**Brano fornito:**

※

Ah, perché non posso
aprire quelle porte, limare quelle sbarre, strappare quegli uomini alla loro
santa oziosità! Perché non posso consegnare a questi una pala, a quegli un
martello, al terzo un piccone, e per cominciare degnamente una nuova vita
impiegarli tutti per allargare, riparare il sentiero della Corniche!... (…)
Genova, 15 dicembre 1833
Era un incanto vedere
stamane le donne della Riviera recarsi a messa, avvolte nelle pieghe
aggraziate del loro velo bianco! Quelle teste italiane dai tratti ben definiti,
dai grandi occhi neri, dalla folta chioma, dalla pelle di un bel colore,
sembrano nobili, avvolte in un’aureola di mussolina, e le ondulazioni di quel
tessuto trasparente sollevato dalla brezza, le sue lunghe pieghe che velano il
viso a metà, conferiscono alla loro fronte un non so che di timidezza, di
pudore timoroso, che incanta quanto il profumo della rosa(…)
Sono arrivata a Genova stasera: la vista del porto mi
è parsa bella ma senza sorpresa.
-Palazzi di marmo chiaro!- si esclamava. Vedevo solo vecchi edifici schierati
l'uno dopo l'altro, a spalliera, per così dire. Oltre le porte, la strada “costruita
per un congresso di re" ci si è spalancata davanti. Cosa non si può
trasportare verso la riva di masse decorate, facendone una fascia per il mare,
una corona per Genova!

※

**Esercizio:** Trascriva il tratto del brano su Genova che va da "-Palazzi di marmo" fino a "corona per Genova!", sostituendo "vecchi edifici" con "antiche costruzioni". Le righe non hanno alcun ruolo in questo esercizio.

**Materiale fornito:**
※

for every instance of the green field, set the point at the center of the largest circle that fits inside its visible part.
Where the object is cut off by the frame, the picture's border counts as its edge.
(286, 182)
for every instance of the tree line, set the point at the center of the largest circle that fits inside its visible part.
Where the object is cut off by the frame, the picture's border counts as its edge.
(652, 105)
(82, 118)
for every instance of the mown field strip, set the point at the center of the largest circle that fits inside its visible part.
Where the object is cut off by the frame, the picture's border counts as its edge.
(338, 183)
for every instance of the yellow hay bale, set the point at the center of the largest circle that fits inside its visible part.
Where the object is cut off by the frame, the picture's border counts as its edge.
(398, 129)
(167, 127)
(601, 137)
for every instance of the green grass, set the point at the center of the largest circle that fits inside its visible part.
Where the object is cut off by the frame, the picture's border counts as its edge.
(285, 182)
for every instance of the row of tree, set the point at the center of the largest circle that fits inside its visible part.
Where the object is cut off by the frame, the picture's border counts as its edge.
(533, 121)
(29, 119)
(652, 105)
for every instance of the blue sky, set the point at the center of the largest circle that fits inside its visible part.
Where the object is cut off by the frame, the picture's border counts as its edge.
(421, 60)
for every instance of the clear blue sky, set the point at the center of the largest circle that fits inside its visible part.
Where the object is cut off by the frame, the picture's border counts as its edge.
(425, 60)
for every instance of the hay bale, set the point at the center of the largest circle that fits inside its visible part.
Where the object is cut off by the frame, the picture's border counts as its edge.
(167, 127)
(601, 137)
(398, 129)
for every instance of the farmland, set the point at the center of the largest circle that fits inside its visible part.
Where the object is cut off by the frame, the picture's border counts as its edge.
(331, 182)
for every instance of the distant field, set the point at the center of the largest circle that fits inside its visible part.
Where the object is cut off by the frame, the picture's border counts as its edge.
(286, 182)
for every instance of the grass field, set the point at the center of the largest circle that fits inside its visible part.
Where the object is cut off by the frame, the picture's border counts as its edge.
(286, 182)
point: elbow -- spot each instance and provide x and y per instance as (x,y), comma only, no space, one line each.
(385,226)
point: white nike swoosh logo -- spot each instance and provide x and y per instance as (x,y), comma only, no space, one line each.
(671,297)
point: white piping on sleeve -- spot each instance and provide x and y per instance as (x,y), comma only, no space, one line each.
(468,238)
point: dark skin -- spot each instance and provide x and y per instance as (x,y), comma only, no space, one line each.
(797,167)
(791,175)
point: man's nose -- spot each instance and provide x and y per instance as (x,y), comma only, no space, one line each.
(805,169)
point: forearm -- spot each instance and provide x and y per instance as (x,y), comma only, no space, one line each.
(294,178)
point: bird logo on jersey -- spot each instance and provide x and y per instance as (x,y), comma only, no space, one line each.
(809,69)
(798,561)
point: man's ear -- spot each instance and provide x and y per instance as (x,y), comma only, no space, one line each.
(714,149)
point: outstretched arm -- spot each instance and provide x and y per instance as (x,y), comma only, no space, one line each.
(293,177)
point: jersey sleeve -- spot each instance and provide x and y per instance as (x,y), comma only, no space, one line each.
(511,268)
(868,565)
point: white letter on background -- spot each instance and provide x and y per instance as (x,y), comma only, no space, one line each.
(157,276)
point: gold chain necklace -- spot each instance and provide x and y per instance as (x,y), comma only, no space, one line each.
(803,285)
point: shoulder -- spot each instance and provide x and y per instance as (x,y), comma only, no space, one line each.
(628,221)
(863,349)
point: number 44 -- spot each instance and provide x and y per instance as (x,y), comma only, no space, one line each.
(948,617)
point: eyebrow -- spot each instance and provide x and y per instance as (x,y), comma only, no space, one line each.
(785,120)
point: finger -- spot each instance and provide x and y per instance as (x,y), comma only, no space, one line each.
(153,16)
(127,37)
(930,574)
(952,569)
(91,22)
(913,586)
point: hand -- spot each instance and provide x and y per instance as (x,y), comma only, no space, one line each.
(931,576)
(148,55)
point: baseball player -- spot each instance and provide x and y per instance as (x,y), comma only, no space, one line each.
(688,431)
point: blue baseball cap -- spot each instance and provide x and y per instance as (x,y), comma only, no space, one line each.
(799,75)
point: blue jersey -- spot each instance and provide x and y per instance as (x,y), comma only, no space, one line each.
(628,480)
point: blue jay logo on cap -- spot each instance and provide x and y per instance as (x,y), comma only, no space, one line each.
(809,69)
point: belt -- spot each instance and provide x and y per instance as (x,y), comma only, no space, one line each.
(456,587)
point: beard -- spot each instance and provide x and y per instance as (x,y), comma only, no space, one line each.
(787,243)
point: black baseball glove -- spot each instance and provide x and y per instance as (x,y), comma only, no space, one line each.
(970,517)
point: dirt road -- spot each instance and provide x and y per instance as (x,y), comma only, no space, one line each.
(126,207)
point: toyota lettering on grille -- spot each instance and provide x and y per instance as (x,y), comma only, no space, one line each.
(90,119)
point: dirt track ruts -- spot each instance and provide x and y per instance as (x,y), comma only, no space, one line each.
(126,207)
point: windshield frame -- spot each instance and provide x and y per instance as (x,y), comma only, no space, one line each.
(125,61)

※

**Risposta:**
-Palazzi di marmo chiaro!- si esclamava. Vedevo solo antiche costruzioni schierati
l'uno dopo l'altro, a spalliera, per così dire. Oltre le porte, la strada “costruita
per un congresso di re" ci si è spalancata davanti. Cosa non si può
trasportare verso la riva di masse decorate, facendone una fascia per il mare,
una corona per Genova!